## Stated problem
Extract every line of the records below that contains the string "stem"; the match is case-sensitive.

Dataset records on where objects appear:
** BEGIN **
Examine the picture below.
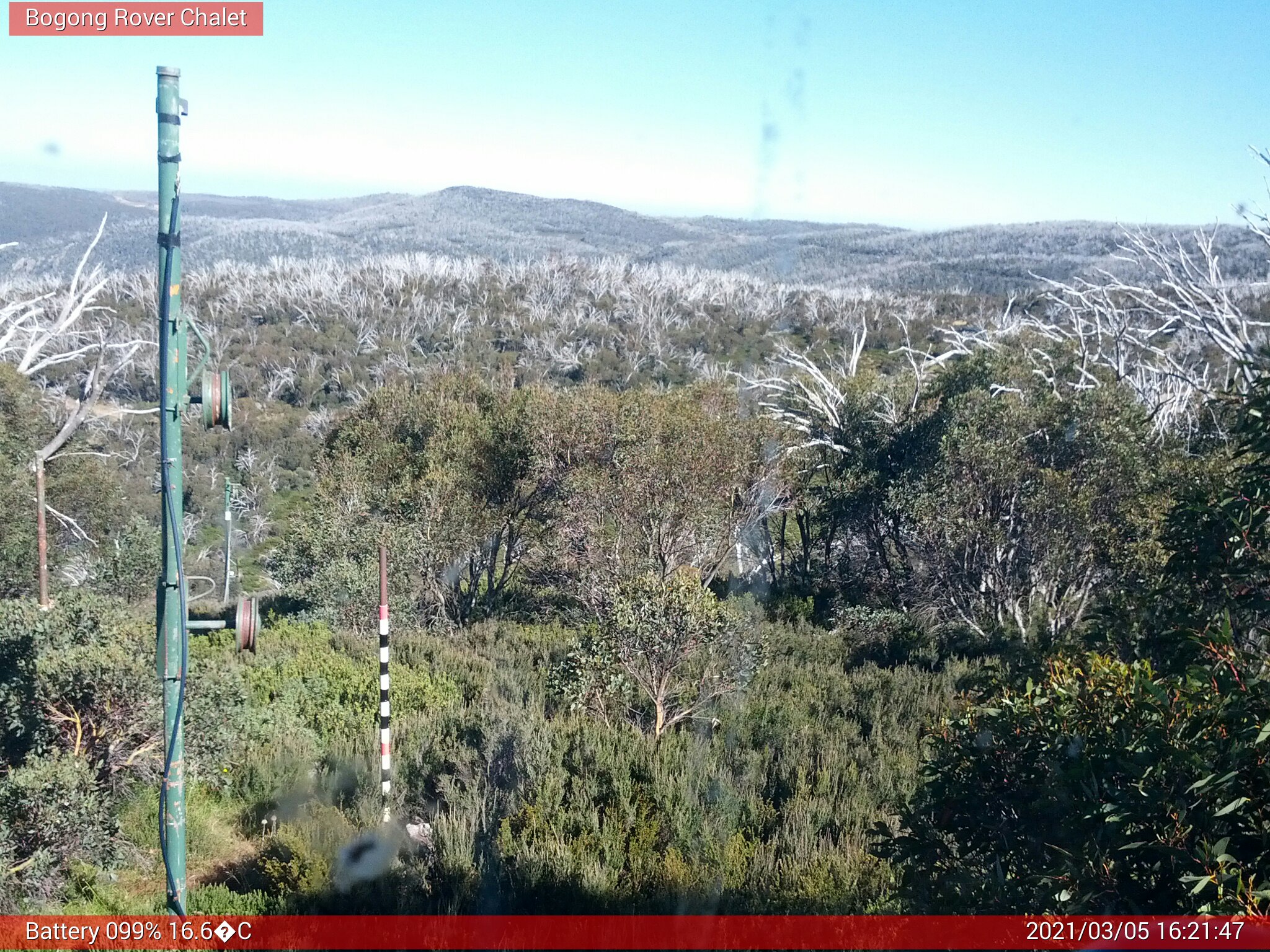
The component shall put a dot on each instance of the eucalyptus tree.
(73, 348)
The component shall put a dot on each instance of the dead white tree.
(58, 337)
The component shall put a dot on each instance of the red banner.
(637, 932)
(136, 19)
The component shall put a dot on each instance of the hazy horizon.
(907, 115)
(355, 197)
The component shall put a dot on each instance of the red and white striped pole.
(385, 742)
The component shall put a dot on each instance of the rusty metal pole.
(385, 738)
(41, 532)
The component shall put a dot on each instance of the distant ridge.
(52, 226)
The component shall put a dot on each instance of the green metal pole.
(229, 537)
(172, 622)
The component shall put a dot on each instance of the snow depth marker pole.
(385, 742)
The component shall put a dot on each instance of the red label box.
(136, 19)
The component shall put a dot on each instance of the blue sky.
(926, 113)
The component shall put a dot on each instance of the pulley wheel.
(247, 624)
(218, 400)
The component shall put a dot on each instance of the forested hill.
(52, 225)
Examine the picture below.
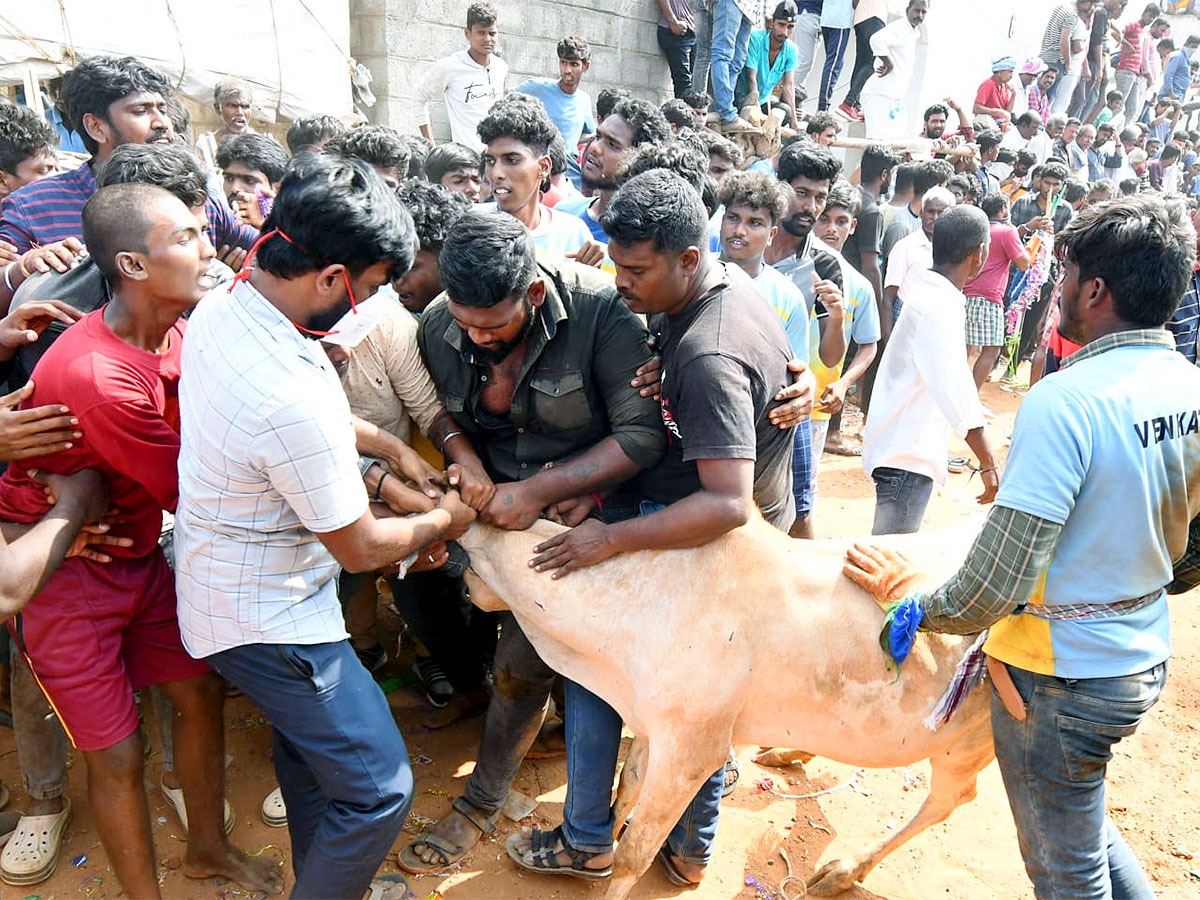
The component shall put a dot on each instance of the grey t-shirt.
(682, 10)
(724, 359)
** END **
** BEGIN **
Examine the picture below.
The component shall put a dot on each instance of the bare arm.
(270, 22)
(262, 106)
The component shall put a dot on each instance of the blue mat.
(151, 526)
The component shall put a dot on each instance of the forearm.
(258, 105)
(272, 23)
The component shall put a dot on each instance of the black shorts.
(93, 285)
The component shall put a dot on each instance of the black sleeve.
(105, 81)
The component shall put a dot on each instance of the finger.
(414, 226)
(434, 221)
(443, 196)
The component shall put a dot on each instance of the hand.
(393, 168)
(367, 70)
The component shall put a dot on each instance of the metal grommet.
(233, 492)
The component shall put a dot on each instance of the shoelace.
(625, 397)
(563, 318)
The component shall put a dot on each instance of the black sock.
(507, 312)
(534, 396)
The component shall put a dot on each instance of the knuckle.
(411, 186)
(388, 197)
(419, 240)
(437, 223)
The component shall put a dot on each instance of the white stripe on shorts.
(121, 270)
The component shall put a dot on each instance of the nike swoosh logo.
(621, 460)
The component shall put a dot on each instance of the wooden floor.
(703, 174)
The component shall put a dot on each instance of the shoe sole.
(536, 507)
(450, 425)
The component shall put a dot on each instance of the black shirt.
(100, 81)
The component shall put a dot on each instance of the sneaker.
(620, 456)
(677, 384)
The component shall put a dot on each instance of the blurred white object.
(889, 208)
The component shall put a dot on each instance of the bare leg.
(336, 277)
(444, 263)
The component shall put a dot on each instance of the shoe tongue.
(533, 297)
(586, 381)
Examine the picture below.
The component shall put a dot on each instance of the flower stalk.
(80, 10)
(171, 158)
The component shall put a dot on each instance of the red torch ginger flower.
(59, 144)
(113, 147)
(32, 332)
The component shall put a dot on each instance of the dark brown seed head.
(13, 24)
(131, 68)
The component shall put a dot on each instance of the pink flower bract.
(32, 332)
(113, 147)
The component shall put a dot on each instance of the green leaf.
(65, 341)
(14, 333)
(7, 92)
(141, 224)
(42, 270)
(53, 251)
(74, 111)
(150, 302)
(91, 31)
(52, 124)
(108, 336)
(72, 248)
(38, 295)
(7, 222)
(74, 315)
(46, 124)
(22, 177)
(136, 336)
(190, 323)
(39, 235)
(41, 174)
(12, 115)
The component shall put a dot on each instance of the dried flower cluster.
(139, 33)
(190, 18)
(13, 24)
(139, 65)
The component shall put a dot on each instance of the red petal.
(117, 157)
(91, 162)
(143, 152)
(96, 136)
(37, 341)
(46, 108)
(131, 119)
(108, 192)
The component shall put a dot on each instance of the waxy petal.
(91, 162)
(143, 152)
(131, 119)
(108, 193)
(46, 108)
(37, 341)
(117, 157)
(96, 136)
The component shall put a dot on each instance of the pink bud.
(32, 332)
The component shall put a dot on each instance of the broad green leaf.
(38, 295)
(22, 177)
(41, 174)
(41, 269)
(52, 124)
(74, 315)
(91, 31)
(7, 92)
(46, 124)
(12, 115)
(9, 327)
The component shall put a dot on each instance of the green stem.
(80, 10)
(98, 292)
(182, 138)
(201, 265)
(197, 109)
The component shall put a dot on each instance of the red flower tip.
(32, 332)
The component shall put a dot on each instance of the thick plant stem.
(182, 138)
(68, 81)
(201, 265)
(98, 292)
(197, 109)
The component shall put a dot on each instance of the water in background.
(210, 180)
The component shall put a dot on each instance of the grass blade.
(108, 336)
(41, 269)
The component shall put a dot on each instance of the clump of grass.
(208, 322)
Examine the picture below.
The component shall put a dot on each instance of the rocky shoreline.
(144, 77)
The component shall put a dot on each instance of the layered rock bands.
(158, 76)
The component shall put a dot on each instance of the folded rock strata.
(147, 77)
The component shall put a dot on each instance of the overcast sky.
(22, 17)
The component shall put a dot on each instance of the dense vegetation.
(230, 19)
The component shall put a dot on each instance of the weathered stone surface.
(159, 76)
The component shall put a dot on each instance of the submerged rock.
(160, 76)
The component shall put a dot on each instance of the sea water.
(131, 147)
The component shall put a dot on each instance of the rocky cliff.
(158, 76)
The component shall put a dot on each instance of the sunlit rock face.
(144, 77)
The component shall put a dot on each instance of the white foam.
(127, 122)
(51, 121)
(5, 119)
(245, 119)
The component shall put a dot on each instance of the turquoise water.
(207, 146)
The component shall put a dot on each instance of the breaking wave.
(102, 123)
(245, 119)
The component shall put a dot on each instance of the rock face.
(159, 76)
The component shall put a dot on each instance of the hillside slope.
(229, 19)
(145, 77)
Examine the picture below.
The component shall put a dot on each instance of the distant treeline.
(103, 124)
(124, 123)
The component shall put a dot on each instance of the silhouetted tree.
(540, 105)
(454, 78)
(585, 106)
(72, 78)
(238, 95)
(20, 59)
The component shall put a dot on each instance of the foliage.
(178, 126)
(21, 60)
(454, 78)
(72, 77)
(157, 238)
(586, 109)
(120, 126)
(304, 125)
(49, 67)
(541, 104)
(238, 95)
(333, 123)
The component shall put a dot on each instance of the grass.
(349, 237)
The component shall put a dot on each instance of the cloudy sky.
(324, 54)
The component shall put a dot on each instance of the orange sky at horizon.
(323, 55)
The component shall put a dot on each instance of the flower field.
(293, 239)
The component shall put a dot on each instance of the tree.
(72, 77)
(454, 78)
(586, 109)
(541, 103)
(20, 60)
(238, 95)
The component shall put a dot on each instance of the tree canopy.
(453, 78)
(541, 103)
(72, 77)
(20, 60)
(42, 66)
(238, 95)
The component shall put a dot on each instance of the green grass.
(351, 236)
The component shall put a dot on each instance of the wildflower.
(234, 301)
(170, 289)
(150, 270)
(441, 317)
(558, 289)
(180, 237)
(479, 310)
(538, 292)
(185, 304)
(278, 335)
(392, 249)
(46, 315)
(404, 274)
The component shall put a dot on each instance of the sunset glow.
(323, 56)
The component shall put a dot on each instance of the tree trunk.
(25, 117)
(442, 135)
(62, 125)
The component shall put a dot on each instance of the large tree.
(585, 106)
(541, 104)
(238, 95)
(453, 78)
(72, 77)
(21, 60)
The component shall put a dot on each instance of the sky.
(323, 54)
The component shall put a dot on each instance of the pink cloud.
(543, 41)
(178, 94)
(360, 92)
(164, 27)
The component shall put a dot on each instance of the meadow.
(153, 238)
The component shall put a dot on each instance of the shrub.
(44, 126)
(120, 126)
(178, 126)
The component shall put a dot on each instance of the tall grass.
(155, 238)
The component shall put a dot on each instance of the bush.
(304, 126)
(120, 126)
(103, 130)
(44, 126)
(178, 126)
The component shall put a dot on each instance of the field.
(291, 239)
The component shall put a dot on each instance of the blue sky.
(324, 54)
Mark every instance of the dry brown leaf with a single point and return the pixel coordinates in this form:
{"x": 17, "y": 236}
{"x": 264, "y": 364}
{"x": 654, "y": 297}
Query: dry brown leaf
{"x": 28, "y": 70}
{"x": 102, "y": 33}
** END **
## The output
The component shall put a dot on each instance of the green stem.
The component shall put a dot on each instance of the thick plant stem.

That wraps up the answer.